■ **Problem**:
Your answer should be an exact copy of the lines from the start of the entries to the line containing "trousers in this photo.", both included.
[[ Records for this task, beginning ]]
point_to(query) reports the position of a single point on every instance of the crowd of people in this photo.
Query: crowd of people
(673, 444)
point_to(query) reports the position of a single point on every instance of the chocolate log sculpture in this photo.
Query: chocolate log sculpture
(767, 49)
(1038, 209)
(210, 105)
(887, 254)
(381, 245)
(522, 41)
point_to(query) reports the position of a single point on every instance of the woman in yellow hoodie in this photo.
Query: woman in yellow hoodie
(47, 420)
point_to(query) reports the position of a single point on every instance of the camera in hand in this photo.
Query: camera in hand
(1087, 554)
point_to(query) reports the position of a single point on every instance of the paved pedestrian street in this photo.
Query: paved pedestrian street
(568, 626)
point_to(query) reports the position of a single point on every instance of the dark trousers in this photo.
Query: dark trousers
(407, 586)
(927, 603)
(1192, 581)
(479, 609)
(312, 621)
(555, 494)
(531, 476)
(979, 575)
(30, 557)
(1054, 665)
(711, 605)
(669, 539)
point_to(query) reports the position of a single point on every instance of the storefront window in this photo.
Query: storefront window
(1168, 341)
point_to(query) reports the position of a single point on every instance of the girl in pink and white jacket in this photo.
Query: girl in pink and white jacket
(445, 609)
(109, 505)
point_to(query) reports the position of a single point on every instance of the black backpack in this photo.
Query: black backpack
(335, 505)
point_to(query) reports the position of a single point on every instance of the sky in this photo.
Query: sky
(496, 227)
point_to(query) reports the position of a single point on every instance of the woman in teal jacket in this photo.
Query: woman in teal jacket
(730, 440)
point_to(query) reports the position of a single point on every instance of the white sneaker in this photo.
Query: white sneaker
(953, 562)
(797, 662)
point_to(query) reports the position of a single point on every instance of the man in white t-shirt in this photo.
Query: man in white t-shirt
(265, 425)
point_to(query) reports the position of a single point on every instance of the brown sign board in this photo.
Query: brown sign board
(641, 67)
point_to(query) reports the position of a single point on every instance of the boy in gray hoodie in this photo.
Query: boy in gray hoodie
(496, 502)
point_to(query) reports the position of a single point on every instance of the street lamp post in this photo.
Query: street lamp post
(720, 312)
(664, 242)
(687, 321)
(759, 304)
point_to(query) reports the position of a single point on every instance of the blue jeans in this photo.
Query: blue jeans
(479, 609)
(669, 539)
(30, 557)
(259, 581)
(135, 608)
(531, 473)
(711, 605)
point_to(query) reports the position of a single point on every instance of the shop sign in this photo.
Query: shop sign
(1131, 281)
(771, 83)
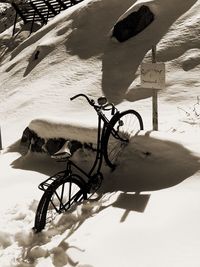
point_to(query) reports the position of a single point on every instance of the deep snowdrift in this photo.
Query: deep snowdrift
(148, 214)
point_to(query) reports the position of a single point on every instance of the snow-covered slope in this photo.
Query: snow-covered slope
(149, 212)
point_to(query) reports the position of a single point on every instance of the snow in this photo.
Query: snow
(147, 211)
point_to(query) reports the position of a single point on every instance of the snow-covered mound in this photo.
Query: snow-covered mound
(74, 53)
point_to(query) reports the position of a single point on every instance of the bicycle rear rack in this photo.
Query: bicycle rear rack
(44, 186)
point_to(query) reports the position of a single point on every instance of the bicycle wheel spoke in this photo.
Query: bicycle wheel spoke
(59, 198)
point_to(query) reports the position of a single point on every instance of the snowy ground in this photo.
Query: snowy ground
(149, 213)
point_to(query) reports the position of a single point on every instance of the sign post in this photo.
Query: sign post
(153, 77)
(0, 140)
(154, 97)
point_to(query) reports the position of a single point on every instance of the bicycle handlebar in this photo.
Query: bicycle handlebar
(90, 101)
(108, 106)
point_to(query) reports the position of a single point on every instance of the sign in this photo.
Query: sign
(153, 75)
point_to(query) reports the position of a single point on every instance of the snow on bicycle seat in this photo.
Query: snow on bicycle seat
(63, 153)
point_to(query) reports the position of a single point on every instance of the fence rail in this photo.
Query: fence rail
(40, 10)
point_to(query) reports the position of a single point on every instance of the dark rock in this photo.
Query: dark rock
(30, 141)
(53, 145)
(133, 24)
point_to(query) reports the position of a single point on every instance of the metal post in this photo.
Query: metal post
(154, 97)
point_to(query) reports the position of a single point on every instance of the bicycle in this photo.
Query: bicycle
(73, 185)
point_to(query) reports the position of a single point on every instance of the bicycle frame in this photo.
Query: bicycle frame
(96, 167)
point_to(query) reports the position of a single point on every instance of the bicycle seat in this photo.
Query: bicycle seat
(64, 152)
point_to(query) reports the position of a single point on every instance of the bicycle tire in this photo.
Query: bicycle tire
(48, 203)
(115, 140)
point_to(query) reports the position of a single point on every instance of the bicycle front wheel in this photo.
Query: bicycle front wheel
(60, 196)
(120, 129)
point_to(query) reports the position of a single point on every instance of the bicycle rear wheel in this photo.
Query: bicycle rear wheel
(60, 196)
(120, 129)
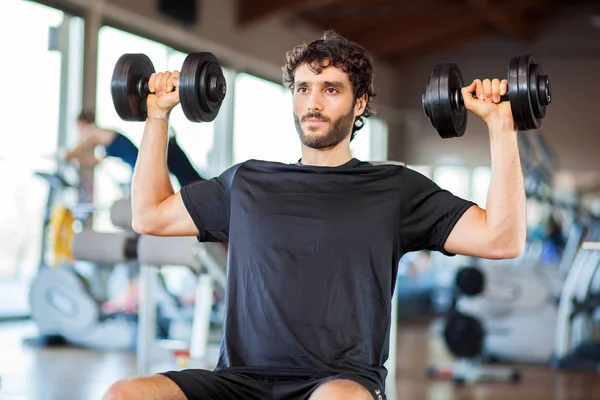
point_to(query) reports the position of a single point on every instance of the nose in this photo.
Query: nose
(315, 102)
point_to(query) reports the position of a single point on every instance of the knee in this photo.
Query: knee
(120, 390)
(341, 389)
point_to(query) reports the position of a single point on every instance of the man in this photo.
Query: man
(314, 246)
(119, 146)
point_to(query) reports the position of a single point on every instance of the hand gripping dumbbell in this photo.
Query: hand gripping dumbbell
(528, 93)
(202, 86)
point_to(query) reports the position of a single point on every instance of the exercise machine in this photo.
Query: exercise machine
(577, 345)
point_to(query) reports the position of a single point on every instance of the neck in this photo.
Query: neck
(328, 157)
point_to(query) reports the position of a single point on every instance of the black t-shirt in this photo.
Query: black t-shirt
(313, 258)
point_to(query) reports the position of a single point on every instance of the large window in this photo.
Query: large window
(195, 138)
(30, 125)
(264, 125)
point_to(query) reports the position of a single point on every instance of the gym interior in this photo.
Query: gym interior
(86, 301)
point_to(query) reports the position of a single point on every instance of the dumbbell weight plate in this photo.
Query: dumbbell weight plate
(529, 92)
(441, 101)
(202, 87)
(464, 335)
(129, 86)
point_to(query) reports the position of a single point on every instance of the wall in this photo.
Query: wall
(259, 48)
(569, 53)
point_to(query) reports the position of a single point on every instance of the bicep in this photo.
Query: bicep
(469, 236)
(173, 218)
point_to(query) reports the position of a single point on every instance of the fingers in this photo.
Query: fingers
(467, 93)
(503, 87)
(490, 90)
(487, 90)
(164, 83)
(496, 90)
(478, 88)
(161, 83)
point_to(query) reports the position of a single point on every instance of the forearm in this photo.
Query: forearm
(151, 182)
(506, 201)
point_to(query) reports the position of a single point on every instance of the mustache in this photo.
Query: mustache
(315, 116)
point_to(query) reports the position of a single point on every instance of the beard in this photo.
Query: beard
(338, 130)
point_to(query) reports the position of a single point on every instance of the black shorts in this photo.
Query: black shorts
(200, 384)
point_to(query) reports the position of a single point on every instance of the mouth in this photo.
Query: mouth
(314, 121)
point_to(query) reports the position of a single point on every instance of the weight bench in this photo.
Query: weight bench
(65, 303)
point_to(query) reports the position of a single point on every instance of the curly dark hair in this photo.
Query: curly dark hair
(350, 57)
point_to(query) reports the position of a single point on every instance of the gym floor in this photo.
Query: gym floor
(82, 374)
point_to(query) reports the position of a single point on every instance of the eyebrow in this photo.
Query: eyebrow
(324, 83)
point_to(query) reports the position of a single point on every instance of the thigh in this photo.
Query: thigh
(153, 387)
(200, 384)
(303, 389)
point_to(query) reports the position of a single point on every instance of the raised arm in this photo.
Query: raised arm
(499, 231)
(157, 210)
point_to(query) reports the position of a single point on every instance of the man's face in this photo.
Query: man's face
(324, 106)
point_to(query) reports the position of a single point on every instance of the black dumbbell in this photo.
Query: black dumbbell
(202, 86)
(528, 92)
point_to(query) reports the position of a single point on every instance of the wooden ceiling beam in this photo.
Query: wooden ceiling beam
(404, 35)
(445, 43)
(252, 11)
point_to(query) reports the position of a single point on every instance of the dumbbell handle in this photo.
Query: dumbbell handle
(143, 89)
(460, 101)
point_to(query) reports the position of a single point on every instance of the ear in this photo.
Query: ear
(361, 105)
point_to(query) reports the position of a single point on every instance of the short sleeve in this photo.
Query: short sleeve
(428, 213)
(208, 202)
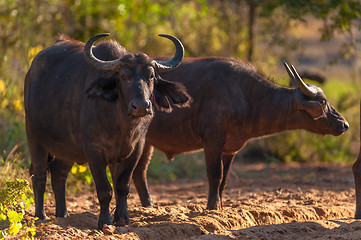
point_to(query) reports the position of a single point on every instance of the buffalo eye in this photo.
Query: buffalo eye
(324, 102)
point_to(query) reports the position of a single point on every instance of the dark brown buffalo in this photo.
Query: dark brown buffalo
(232, 104)
(357, 175)
(82, 109)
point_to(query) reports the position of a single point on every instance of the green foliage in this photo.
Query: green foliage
(14, 201)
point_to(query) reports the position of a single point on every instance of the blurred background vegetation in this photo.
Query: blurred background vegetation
(317, 35)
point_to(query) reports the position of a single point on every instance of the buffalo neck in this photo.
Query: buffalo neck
(273, 111)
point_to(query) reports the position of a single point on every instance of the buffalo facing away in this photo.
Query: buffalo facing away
(232, 104)
(96, 108)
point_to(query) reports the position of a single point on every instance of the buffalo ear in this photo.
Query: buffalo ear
(105, 88)
(168, 93)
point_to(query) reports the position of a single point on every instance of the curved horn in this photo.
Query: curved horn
(290, 74)
(165, 66)
(95, 62)
(302, 85)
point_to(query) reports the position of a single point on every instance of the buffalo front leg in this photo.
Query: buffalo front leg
(356, 168)
(59, 172)
(213, 156)
(227, 163)
(122, 184)
(140, 176)
(38, 175)
(97, 165)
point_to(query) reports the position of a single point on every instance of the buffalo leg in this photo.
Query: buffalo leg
(97, 167)
(213, 156)
(227, 162)
(125, 170)
(140, 176)
(59, 172)
(356, 168)
(38, 175)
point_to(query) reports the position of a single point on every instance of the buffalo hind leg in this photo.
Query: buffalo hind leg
(97, 166)
(59, 172)
(227, 163)
(122, 185)
(213, 156)
(38, 168)
(356, 168)
(140, 176)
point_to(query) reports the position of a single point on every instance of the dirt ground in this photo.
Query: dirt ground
(261, 201)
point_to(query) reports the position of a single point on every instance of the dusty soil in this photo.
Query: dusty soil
(260, 202)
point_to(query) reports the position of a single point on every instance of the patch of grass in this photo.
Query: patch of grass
(15, 197)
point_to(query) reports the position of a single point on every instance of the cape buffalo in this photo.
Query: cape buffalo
(232, 104)
(357, 175)
(82, 109)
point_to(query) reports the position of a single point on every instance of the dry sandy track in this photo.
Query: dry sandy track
(261, 202)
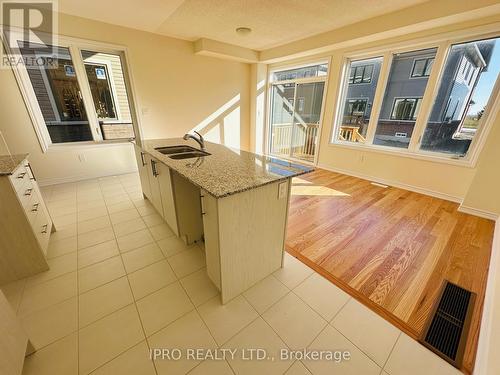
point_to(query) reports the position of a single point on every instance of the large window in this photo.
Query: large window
(401, 113)
(469, 75)
(295, 112)
(359, 98)
(76, 94)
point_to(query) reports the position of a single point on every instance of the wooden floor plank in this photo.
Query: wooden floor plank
(389, 248)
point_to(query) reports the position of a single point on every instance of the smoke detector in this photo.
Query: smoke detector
(243, 30)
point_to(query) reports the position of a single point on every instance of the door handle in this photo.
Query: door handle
(201, 205)
(32, 174)
(153, 168)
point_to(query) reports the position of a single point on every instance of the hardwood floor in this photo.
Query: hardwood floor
(389, 248)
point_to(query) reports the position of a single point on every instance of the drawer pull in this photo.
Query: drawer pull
(32, 177)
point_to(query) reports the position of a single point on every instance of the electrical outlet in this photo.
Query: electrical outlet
(282, 188)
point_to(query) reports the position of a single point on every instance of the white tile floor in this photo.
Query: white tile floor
(121, 283)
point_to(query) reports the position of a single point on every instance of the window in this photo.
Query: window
(303, 72)
(59, 96)
(405, 109)
(422, 67)
(75, 95)
(463, 95)
(361, 74)
(295, 112)
(443, 121)
(109, 94)
(359, 99)
(401, 104)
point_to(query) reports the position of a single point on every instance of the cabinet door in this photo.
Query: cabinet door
(211, 235)
(167, 197)
(142, 165)
(153, 173)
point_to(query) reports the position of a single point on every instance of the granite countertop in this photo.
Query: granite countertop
(227, 170)
(9, 163)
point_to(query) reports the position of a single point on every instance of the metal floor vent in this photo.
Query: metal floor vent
(447, 328)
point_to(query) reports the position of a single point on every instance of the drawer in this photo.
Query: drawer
(42, 228)
(26, 194)
(32, 207)
(20, 177)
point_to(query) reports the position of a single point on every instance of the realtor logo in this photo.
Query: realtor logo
(28, 29)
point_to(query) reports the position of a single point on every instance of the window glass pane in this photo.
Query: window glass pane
(281, 118)
(305, 72)
(358, 102)
(461, 99)
(418, 68)
(58, 94)
(109, 93)
(428, 67)
(367, 75)
(399, 109)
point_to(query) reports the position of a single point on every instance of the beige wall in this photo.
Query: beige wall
(176, 91)
(483, 193)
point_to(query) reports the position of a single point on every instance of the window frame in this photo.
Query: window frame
(407, 98)
(362, 82)
(426, 59)
(75, 47)
(443, 43)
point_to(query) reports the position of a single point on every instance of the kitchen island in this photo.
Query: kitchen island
(234, 201)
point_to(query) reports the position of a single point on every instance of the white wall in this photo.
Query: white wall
(176, 91)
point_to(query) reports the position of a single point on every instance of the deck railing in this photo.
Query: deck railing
(351, 134)
(303, 145)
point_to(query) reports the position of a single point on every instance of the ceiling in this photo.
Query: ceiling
(273, 22)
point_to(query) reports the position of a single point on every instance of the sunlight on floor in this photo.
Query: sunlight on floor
(304, 187)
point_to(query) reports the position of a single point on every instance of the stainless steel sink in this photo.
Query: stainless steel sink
(175, 149)
(188, 155)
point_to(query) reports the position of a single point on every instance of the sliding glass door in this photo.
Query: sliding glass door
(308, 103)
(295, 113)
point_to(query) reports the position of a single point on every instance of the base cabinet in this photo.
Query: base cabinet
(167, 197)
(25, 226)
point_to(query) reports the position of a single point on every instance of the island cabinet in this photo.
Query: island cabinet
(244, 236)
(174, 198)
(235, 201)
(25, 224)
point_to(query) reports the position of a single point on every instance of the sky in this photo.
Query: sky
(487, 81)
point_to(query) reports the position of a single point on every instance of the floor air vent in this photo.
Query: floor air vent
(448, 326)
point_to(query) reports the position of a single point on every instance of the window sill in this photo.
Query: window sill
(439, 158)
(58, 147)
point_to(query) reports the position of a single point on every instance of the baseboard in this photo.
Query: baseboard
(487, 358)
(65, 180)
(477, 212)
(400, 185)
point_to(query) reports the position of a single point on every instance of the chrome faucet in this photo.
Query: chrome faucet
(200, 140)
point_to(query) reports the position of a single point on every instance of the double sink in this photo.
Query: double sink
(181, 152)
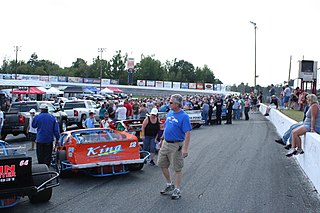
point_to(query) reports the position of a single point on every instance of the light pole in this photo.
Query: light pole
(255, 53)
(101, 50)
(16, 49)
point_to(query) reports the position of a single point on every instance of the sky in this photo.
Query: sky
(203, 32)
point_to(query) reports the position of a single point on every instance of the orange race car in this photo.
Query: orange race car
(98, 152)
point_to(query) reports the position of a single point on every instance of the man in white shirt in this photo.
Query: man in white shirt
(121, 112)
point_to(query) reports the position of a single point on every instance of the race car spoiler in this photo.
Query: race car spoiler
(113, 163)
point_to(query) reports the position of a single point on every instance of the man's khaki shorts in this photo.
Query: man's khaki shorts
(171, 154)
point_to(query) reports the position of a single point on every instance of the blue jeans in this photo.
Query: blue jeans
(205, 116)
(136, 117)
(149, 144)
(288, 134)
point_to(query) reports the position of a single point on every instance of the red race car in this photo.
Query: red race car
(98, 152)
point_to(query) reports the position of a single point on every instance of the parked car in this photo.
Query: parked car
(17, 118)
(78, 111)
(98, 152)
(19, 177)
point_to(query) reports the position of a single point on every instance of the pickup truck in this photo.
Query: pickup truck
(78, 111)
(16, 120)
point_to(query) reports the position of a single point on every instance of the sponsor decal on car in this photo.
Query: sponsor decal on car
(7, 173)
(104, 150)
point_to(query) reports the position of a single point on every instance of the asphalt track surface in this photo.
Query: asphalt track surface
(230, 168)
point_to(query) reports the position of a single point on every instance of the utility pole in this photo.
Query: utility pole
(255, 53)
(16, 49)
(289, 69)
(101, 50)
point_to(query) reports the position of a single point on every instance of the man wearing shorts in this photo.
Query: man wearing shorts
(175, 145)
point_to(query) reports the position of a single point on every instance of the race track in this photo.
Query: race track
(230, 168)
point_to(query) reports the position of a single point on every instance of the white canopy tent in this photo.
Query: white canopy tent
(106, 90)
(54, 91)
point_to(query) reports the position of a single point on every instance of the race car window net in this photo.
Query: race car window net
(101, 136)
(9, 150)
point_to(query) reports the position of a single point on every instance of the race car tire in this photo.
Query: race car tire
(3, 136)
(137, 166)
(62, 156)
(80, 124)
(44, 195)
(63, 126)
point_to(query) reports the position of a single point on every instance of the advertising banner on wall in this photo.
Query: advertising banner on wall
(44, 78)
(130, 64)
(6, 76)
(62, 79)
(184, 85)
(208, 86)
(75, 80)
(150, 83)
(192, 86)
(53, 78)
(159, 84)
(200, 86)
(176, 85)
(29, 77)
(105, 82)
(88, 80)
(141, 83)
(114, 81)
(167, 84)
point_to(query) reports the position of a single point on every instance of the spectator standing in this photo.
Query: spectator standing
(47, 130)
(128, 106)
(121, 112)
(106, 122)
(32, 132)
(310, 124)
(229, 105)
(136, 110)
(150, 128)
(287, 94)
(111, 111)
(218, 104)
(236, 108)
(102, 111)
(89, 122)
(175, 145)
(143, 111)
(205, 112)
(246, 107)
(1, 122)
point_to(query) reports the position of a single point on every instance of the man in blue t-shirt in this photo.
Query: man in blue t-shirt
(175, 145)
(47, 129)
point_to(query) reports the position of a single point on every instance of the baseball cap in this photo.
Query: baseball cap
(43, 106)
(154, 111)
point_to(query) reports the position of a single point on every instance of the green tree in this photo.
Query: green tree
(150, 69)
(118, 67)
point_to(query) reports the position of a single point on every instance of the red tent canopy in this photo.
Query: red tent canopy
(32, 90)
(114, 89)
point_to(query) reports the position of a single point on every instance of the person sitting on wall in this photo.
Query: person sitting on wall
(273, 105)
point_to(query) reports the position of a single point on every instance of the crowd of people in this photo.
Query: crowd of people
(173, 132)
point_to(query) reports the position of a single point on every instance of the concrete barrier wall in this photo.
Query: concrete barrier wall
(310, 160)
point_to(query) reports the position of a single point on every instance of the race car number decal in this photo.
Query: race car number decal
(24, 163)
(104, 150)
(7, 173)
(133, 144)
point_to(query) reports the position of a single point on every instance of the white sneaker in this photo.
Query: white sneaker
(291, 152)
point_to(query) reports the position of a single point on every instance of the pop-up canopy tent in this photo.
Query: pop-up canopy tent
(54, 91)
(106, 90)
(114, 89)
(31, 90)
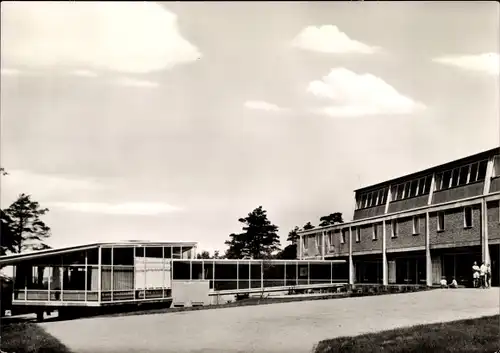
[[ Records for this task, end ]]
■ **Response**:
point_to(query) reports the position of a single point on every instance of the crowd of people in this photo.
Query: crowd of people
(673, 444)
point_to(query) reports the position of a single point on every instance of the chocolate log sculpture in this photo.
Query: chocolate log sculpture
(767, 49)
(1038, 209)
(210, 105)
(887, 254)
(381, 245)
(522, 41)
point_to(query) reports the position of a single point on every instance of the woman in yellow hoodie in this photo.
Query: woman in yellow hoodie
(47, 420)
point_to(query) reports the position of a single point on every instance of the camera in hand in this photo.
Query: camera in hand
(1087, 554)
point_to(query) reports the position of a single point on every instance of the paved pedestrian street in this photo.
Query: paved pedestrian street
(568, 626)
point_to(query) reports the position of a single point on every instance of the dark trousers in this photo.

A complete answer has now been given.